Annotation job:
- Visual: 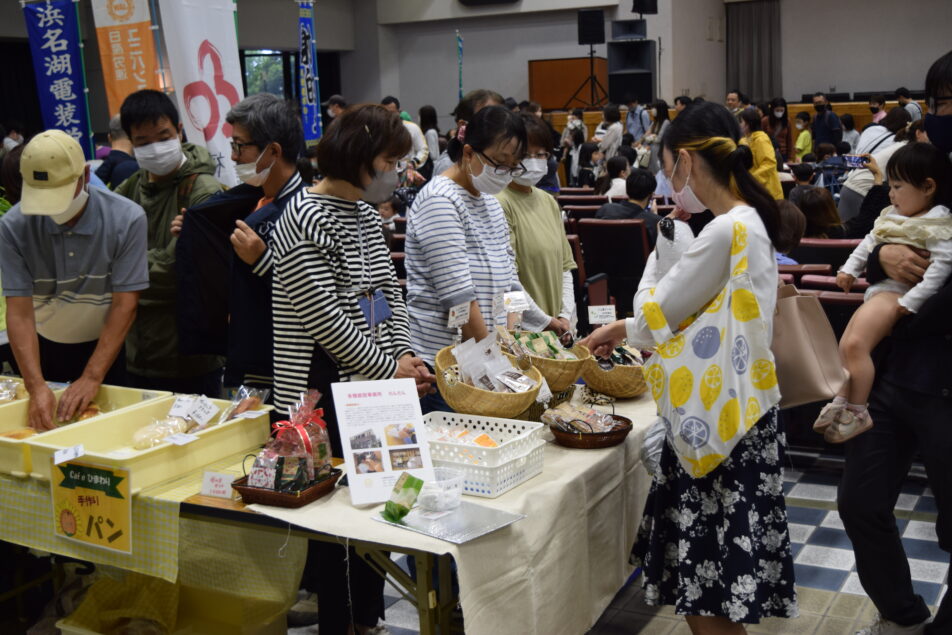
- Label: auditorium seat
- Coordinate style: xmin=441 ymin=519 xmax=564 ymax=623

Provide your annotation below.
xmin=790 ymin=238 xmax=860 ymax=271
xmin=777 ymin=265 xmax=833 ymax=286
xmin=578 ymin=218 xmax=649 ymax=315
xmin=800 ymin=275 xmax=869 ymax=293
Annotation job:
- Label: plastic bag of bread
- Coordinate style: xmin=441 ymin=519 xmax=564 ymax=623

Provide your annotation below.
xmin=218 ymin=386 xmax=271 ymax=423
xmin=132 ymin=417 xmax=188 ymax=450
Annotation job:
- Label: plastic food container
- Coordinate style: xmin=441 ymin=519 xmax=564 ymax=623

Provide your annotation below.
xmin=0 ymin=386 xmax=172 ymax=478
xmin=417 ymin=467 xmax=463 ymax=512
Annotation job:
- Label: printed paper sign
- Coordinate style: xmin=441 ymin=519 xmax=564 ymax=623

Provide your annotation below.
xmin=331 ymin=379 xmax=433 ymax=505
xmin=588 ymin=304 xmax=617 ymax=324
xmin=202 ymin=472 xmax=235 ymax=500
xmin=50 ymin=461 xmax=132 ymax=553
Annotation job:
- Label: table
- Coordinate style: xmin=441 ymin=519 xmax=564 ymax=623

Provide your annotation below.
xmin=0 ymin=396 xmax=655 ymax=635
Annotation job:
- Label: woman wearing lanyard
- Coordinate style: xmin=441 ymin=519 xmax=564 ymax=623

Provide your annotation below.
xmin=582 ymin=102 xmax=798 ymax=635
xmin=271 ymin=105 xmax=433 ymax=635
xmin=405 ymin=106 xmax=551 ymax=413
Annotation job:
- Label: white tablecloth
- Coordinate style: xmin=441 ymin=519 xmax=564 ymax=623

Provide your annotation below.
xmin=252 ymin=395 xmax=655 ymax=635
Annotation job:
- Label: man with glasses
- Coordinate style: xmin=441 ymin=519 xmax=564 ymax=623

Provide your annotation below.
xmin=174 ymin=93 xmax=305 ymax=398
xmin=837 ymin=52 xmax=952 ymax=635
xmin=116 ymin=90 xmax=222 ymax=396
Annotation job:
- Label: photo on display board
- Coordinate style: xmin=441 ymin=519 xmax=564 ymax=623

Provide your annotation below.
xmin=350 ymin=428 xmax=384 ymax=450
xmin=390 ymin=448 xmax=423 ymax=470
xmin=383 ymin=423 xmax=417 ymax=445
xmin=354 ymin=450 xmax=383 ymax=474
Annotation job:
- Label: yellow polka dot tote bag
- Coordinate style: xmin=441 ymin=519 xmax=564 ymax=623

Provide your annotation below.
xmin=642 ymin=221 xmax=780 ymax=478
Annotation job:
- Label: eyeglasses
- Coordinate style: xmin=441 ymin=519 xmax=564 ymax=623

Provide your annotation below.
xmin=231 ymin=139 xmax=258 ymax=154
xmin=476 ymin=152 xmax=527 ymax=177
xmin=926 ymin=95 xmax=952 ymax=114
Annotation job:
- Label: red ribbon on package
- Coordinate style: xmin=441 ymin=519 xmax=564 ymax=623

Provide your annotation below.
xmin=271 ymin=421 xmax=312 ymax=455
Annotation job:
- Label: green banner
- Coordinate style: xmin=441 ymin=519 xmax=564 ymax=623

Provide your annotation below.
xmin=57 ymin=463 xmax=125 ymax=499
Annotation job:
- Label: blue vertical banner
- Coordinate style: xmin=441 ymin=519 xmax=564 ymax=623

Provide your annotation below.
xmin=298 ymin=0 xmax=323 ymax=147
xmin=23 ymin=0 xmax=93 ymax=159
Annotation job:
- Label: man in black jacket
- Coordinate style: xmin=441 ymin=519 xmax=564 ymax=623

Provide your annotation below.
---
> **What is being asked**: Rewrite the lines above as a JSON list of strings, one string per line, with blank lines and the pictures left out.

> **Result of this exercise**:
[
  "Annotation job:",
  "- Visual: ",
  "- Label: auditorium seat",
  "- Coordinate style: xmin=441 ymin=519 xmax=564 ymax=623",
  "Provide your annotation below.",
  "xmin=790 ymin=238 xmax=860 ymax=271",
  "xmin=777 ymin=265 xmax=833 ymax=286",
  "xmin=578 ymin=218 xmax=649 ymax=315",
  "xmin=800 ymin=275 xmax=869 ymax=293",
  "Annotation job:",
  "- Label: plastic bag of bread",
  "- Coordinate style: xmin=441 ymin=519 xmax=564 ymax=623",
  "Provide your annotation below.",
  "xmin=218 ymin=386 xmax=271 ymax=423",
  "xmin=132 ymin=417 xmax=188 ymax=450",
  "Annotation job:",
  "- Label: plastic food container",
  "- Coordinate style: xmin=441 ymin=519 xmax=564 ymax=623",
  "Provide your annotation below.",
  "xmin=0 ymin=386 xmax=172 ymax=478",
  "xmin=417 ymin=467 xmax=463 ymax=512",
  "Annotation job:",
  "- Label: printed paper sign",
  "- Coordinate style: xmin=441 ymin=519 xmax=564 ymax=623",
  "Provide your annotation below.",
  "xmin=331 ymin=379 xmax=433 ymax=505",
  "xmin=588 ymin=304 xmax=617 ymax=324",
  "xmin=202 ymin=472 xmax=235 ymax=500",
  "xmin=50 ymin=461 xmax=132 ymax=553",
  "Annotation job:",
  "- Label: table",
  "- Coordinate style: xmin=441 ymin=519 xmax=564 ymax=623",
  "Provide your annotation below.",
  "xmin=0 ymin=396 xmax=655 ymax=635",
  "Annotation job:",
  "- Label: woman wearing lanyard",
  "- Coordinate style: xmin=441 ymin=519 xmax=564 ymax=623",
  "Provide your annotation below.",
  "xmin=582 ymin=102 xmax=798 ymax=635",
  "xmin=271 ymin=105 xmax=433 ymax=635",
  "xmin=405 ymin=106 xmax=551 ymax=413",
  "Annotation job:",
  "- Label: white tablecloth",
  "- Coordinate style: xmin=441 ymin=519 xmax=564 ymax=623",
  "Provide your annotation below.",
  "xmin=252 ymin=395 xmax=655 ymax=635",
  "Annotation job:",
  "- Label: man with glasses",
  "- Coordinate style: xmin=441 ymin=519 xmax=564 ymax=623",
  "Provide your annotation below.",
  "xmin=174 ymin=93 xmax=305 ymax=398",
  "xmin=837 ymin=52 xmax=952 ymax=635",
  "xmin=116 ymin=90 xmax=222 ymax=396",
  "Annotation job:",
  "- Label: photo on display board",
  "- Coordinate style: xmin=441 ymin=519 xmax=564 ymax=623",
  "Provide your annotation below.",
  "xmin=350 ymin=428 xmax=384 ymax=450",
  "xmin=390 ymin=448 xmax=423 ymax=470",
  "xmin=383 ymin=423 xmax=417 ymax=445",
  "xmin=354 ymin=450 xmax=383 ymax=474",
  "Annotation job:",
  "- Label: yellow polka dot tote bag",
  "- Coordinate style: xmin=441 ymin=519 xmax=564 ymax=623",
  "Provide your annotation below.",
  "xmin=642 ymin=221 xmax=780 ymax=478",
  "Annotation job:",
  "- Label: eyeglasses",
  "- Coordinate style: xmin=441 ymin=519 xmax=564 ymax=623",
  "Provide your annotation below.",
  "xmin=231 ymin=139 xmax=258 ymax=154",
  "xmin=476 ymin=152 xmax=527 ymax=177",
  "xmin=926 ymin=95 xmax=952 ymax=114",
  "Annotation job:",
  "- Label: red ribbon on package",
  "- Coordinate style: xmin=441 ymin=519 xmax=564 ymax=623",
  "Provide your annotation below.",
  "xmin=271 ymin=421 xmax=312 ymax=455",
  "Annotation job:",
  "- Label: green banner",
  "- Coordinate style: xmin=441 ymin=519 xmax=564 ymax=623",
  "Provide your annotation below.",
  "xmin=57 ymin=463 xmax=125 ymax=499",
  "Annotation job:",
  "- Label: blue vertical banner",
  "- Coordinate style: xmin=441 ymin=519 xmax=564 ymax=623",
  "Provide your annotation below.",
  "xmin=298 ymin=0 xmax=323 ymax=147",
  "xmin=23 ymin=0 xmax=93 ymax=159",
  "Annotation job:",
  "- Label: man in black jacket",
  "- Coordinate style: xmin=441 ymin=519 xmax=564 ymax=623",
  "Provide your annotation below."
]